(Stored entries)
= Beginning of Section =
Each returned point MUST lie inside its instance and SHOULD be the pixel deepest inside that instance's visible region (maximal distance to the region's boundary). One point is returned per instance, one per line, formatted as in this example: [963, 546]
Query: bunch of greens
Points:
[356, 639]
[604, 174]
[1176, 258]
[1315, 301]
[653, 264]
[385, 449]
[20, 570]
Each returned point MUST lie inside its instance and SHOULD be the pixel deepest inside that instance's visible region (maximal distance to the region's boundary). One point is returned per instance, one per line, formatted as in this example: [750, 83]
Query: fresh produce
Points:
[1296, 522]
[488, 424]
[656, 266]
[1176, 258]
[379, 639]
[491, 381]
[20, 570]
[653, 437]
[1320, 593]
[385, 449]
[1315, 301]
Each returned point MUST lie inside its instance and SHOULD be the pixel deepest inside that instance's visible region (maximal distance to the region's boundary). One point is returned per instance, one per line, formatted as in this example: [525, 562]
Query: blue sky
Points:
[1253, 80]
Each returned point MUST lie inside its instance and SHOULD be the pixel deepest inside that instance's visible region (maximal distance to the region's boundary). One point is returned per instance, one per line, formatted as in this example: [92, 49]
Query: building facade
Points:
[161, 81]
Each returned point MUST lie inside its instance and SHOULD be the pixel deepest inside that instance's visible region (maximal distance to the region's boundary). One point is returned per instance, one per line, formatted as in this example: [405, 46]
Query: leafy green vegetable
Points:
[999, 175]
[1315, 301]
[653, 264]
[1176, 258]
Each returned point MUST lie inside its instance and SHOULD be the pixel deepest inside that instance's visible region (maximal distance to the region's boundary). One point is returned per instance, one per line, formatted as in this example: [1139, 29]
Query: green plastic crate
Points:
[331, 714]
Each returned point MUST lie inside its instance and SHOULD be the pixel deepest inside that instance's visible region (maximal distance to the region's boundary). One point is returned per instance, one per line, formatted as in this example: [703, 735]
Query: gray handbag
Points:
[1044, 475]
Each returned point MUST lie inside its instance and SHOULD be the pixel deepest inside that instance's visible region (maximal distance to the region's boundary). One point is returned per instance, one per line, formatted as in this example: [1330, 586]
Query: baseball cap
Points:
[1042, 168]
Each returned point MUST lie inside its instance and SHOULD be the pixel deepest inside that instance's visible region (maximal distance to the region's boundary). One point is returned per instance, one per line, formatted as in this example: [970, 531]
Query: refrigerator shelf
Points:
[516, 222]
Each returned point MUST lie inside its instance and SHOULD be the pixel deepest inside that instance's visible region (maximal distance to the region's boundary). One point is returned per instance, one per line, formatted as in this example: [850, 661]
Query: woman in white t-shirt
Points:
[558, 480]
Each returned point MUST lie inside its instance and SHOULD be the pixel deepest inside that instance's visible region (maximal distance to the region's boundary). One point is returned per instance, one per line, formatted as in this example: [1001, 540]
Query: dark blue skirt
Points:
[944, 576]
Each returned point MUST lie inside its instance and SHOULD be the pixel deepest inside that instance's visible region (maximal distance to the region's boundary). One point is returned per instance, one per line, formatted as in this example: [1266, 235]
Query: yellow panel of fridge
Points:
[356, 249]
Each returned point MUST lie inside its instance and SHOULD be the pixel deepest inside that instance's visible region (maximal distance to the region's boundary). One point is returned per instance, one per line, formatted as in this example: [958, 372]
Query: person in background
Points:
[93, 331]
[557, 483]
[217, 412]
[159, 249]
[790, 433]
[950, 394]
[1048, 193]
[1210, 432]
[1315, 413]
= End of Section =
#### THE PROBLEM:
Find the lines in the records that contain the word "blue", then copy every one of them.

#### REPLY:
Query: blue sky
Query: dark blue skirt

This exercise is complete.